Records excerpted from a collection
_ _ _ _

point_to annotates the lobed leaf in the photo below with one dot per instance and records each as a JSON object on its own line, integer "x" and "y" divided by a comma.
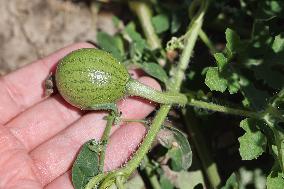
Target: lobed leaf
{"x": 253, "y": 142}
{"x": 214, "y": 81}
{"x": 86, "y": 164}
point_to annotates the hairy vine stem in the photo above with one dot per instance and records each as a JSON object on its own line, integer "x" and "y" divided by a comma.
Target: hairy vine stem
{"x": 174, "y": 86}
{"x": 224, "y": 109}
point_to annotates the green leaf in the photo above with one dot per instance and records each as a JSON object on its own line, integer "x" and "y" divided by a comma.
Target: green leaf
{"x": 175, "y": 22}
{"x": 221, "y": 61}
{"x": 233, "y": 83}
{"x": 161, "y": 23}
{"x": 275, "y": 179}
{"x": 256, "y": 99}
{"x": 135, "y": 182}
{"x": 111, "y": 44}
{"x": 179, "y": 148}
{"x": 278, "y": 43}
{"x": 214, "y": 81}
{"x": 86, "y": 164}
{"x": 176, "y": 158}
{"x": 137, "y": 41}
{"x": 271, "y": 77}
{"x": 253, "y": 142}
{"x": 232, "y": 182}
{"x": 165, "y": 182}
{"x": 155, "y": 70}
{"x": 186, "y": 180}
{"x": 233, "y": 41}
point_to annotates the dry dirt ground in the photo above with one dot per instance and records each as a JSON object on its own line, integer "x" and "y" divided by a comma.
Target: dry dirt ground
{"x": 31, "y": 29}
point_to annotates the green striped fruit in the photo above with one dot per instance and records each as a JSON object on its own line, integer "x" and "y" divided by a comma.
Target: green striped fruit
{"x": 87, "y": 78}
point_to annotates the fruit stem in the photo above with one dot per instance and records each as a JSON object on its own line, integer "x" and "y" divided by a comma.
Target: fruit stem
{"x": 135, "y": 88}
{"x": 144, "y": 14}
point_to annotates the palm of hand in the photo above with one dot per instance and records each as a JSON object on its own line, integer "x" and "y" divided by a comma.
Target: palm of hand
{"x": 40, "y": 137}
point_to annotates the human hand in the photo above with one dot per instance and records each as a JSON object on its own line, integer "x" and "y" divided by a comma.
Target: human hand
{"x": 40, "y": 137}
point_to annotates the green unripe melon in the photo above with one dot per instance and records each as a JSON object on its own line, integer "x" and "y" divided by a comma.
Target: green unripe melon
{"x": 88, "y": 77}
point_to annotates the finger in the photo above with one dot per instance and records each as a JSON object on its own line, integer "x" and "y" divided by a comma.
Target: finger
{"x": 55, "y": 157}
{"x": 24, "y": 87}
{"x": 121, "y": 146}
{"x": 52, "y": 115}
{"x": 16, "y": 166}
{"x": 43, "y": 121}
{"x": 62, "y": 182}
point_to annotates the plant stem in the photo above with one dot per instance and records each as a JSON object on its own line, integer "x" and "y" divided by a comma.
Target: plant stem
{"x": 104, "y": 139}
{"x": 178, "y": 74}
{"x": 209, "y": 166}
{"x": 136, "y": 88}
{"x": 194, "y": 29}
{"x": 164, "y": 109}
{"x": 224, "y": 109}
{"x": 203, "y": 36}
{"x": 143, "y": 11}
{"x": 152, "y": 177}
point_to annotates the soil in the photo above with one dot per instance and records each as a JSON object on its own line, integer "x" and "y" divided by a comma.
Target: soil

_ _ _ _

Goal of the exercise: Copy the lines above word for word, leaving out the pictures.

Result:
point_to annotates the lobed leaf in the photo below with one dot per instance and records each as a JSON object on its own line, integer "x" and "y" divided by a comma.
Target: lobed leaf
{"x": 253, "y": 142}
{"x": 214, "y": 81}
{"x": 86, "y": 164}
point_to annotates the hairy vine stem in the photo above with one dot per instance and records each as a JSON object on its own line, integer "x" and "y" divided by a comma.
Target: hairy vine stem
{"x": 174, "y": 86}
{"x": 224, "y": 109}
point_to annotates the green leaf in the photo above with one dot per instance and records each as a JSON object on its own line, integer "x" and "y" divided by a comma.
Target: green leaf
{"x": 175, "y": 22}
{"x": 221, "y": 61}
{"x": 233, "y": 83}
{"x": 161, "y": 23}
{"x": 275, "y": 179}
{"x": 256, "y": 99}
{"x": 135, "y": 182}
{"x": 111, "y": 44}
{"x": 179, "y": 148}
{"x": 278, "y": 43}
{"x": 214, "y": 81}
{"x": 86, "y": 164}
{"x": 176, "y": 158}
{"x": 137, "y": 41}
{"x": 271, "y": 77}
{"x": 253, "y": 142}
{"x": 232, "y": 182}
{"x": 165, "y": 182}
{"x": 155, "y": 70}
{"x": 186, "y": 180}
{"x": 233, "y": 41}
point_to annotates the dry dirt ground in the photo above with one dot per instance and records each as a JSON object on its own line, integer "x" and "y" divided by a comma.
Target: dry dirt ground
{"x": 31, "y": 29}
point_to annotates the green striped fruit in the photo above with one dot per instance and records each as a JSON object on its own line, integer "x" and "y" divided by a comma.
Target: green striped fruit
{"x": 87, "y": 78}
point_to annotates the fruit stem in the photo above with one dot per instance and records each as a JSON object on its own line, integer "x" and "y" divided by a comma.
Target: fruit stem
{"x": 135, "y": 88}
{"x": 144, "y": 14}
point_to annotates the palm of hand in the photo above with one dot per instance and records each as a JSON object on its own line, integer "x" and "y" divided by a comma.
Target: palm of hand
{"x": 40, "y": 137}
point_to annotates the human hand in the photo above with one dot per instance and records each as a JSON object on its own line, integer "x" and "y" divided by a comma.
Target: human hand
{"x": 40, "y": 137}
point_to annotates the green unripe melon in the photo above with one dot per instance and records each as a JSON object on its own line, integer "x" and "y" divided by a comma.
Target: green unripe melon
{"x": 88, "y": 77}
point_to annotates the finger in the photo above with one dot per instance and records each as a JSON object on its own line, integer "x" and "y" divided by a comma.
Target: finger
{"x": 55, "y": 157}
{"x": 24, "y": 87}
{"x": 121, "y": 146}
{"x": 52, "y": 115}
{"x": 16, "y": 166}
{"x": 43, "y": 121}
{"x": 62, "y": 182}
point_to annotates the plant stem in the photo above with one dot per instance and records each as a JSON object on its own line, integer "x" and "y" divided by a comma.
Target: plant stem
{"x": 104, "y": 139}
{"x": 178, "y": 74}
{"x": 209, "y": 166}
{"x": 136, "y": 88}
{"x": 194, "y": 29}
{"x": 164, "y": 109}
{"x": 224, "y": 109}
{"x": 203, "y": 36}
{"x": 143, "y": 11}
{"x": 152, "y": 177}
point_to annotates the soil in the photo above with one dot per instance and records each as a JSON object on its own line, integer "x" and "y" divided by a comma.
Target: soil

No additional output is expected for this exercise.